▶ WORK TO BE COMPLETED:
Please reproduce the line containing "Query: crane mast" and every line after it in the records below, exactly and with nothing else.

▶ MATERIALS PROVIDED:
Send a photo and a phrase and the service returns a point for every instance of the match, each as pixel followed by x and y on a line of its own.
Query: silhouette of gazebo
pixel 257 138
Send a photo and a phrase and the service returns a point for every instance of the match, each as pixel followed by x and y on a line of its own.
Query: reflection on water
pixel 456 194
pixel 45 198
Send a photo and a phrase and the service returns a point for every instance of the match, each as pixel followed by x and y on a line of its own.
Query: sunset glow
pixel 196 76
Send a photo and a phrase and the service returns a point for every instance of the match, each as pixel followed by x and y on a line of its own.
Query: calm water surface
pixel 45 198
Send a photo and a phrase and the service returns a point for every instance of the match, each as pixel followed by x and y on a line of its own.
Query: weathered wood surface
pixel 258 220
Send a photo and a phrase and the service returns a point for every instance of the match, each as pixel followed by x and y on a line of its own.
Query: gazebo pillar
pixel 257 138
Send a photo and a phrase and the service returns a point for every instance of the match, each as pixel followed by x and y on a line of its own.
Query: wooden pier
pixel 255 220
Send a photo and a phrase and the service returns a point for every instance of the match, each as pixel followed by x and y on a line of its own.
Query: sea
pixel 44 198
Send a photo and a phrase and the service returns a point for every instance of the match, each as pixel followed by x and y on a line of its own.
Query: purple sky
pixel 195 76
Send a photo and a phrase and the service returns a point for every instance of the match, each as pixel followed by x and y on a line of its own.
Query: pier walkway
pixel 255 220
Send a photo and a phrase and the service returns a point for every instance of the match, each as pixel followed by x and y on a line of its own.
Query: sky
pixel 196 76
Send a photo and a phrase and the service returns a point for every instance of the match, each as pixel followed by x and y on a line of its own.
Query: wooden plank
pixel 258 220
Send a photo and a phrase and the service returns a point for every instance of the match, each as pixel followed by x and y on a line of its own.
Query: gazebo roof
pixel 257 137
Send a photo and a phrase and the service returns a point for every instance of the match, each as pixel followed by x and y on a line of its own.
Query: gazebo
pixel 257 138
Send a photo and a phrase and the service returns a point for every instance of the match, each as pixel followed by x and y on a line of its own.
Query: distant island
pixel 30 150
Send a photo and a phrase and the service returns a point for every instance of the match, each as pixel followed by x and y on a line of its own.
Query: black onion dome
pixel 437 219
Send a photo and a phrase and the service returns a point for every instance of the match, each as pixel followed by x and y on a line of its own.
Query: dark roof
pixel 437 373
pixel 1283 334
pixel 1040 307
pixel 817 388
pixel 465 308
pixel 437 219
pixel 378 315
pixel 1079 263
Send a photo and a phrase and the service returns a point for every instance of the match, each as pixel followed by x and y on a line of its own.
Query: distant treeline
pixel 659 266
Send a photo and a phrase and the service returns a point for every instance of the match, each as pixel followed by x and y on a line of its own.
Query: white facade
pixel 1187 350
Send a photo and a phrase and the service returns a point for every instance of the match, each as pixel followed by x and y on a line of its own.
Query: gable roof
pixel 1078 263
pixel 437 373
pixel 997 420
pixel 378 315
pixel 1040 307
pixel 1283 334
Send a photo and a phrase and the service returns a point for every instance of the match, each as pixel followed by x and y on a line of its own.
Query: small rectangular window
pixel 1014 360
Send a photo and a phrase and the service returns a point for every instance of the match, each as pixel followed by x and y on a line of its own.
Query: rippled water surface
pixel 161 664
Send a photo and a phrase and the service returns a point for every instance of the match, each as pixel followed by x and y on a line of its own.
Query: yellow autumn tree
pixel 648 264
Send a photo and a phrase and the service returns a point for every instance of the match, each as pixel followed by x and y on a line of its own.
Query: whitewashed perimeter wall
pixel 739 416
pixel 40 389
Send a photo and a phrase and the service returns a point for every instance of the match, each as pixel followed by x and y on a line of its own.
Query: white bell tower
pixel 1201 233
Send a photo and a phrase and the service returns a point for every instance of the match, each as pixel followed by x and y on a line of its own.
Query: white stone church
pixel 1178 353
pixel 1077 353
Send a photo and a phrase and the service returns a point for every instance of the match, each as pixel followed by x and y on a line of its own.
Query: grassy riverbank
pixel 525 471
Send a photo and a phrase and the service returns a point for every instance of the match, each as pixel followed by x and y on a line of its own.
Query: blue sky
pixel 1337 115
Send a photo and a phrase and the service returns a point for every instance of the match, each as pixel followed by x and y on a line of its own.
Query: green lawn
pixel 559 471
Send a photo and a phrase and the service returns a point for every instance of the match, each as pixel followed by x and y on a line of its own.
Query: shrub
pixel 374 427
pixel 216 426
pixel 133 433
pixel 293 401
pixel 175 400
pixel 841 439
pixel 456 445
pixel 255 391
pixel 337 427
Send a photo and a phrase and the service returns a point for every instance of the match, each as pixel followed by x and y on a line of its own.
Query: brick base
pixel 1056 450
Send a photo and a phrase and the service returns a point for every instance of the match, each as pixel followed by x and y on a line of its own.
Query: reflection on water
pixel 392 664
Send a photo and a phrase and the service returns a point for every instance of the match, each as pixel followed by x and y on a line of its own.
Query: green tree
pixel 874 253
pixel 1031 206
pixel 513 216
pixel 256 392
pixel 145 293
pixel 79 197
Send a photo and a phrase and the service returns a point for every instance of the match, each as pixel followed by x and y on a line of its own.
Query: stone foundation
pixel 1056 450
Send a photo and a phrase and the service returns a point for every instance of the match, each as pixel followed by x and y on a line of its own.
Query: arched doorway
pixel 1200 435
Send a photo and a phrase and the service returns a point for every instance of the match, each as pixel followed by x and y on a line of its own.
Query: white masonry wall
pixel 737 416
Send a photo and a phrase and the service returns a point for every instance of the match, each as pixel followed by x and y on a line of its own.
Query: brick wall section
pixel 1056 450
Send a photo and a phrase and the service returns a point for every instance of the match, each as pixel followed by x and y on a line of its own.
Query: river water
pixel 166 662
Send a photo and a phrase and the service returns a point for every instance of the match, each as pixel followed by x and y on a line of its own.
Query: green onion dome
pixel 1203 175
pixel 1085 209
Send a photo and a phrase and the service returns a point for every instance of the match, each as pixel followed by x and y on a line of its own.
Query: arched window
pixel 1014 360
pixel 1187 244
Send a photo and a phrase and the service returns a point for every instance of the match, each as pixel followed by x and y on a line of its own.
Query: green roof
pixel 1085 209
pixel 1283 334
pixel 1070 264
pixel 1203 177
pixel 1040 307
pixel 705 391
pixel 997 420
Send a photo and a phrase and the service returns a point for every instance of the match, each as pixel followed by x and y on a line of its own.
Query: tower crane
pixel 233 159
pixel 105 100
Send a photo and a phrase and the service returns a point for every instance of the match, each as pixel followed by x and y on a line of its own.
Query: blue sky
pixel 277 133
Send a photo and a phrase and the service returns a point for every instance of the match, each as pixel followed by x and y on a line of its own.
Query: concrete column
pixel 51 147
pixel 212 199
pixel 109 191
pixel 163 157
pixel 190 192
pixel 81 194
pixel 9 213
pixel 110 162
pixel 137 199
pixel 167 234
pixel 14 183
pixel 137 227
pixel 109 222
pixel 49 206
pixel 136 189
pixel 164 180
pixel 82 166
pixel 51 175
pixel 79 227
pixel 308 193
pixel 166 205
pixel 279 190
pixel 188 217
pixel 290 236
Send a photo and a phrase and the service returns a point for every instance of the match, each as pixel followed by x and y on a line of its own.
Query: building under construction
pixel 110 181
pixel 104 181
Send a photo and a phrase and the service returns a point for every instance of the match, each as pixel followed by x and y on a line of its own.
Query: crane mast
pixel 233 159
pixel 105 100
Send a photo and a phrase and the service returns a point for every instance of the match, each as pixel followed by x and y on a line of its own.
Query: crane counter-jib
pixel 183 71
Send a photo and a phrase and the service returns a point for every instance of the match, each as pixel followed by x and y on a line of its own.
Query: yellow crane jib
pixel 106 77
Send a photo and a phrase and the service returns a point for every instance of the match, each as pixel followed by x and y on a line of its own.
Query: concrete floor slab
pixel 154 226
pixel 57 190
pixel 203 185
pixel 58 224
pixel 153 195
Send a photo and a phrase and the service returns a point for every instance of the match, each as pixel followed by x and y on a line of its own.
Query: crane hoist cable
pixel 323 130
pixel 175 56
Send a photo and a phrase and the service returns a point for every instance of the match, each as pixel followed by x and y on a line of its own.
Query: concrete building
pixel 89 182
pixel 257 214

▶ YOUR RESPONSE:
Query: crane mast
pixel 233 159
pixel 105 100
Send a photo and a phrase and the service returns a point for every instance of the match, each as pixel followed by x and y on a line of its own.
Query: crane counter-jib
pixel 183 71
Send a photo and a phrase and the service returns a point for every instance of the match, each as pixel followed by x and y on a line of its own.
Query: yellow crane jib
pixel 106 77
Send a photo and a phrase and the service returns a point for every instance of the match, each as pixel followed by x and y on a line of its own.
Query: concrete floor slab
pixel 154 226
pixel 57 190
pixel 203 185
pixel 58 224
pixel 153 195
Send a photo and a phrase and the service returns a point for every instance of the match, each as pixel followed by x and y on a line of its own.
Query: crane hoist cable
pixel 323 130
pixel 175 56
Send a photo and a phrase and the service returns a point for every instance of the match, each as pixel followed by x and y on a line of its own.
Query: concrete building
pixel 89 182
pixel 257 214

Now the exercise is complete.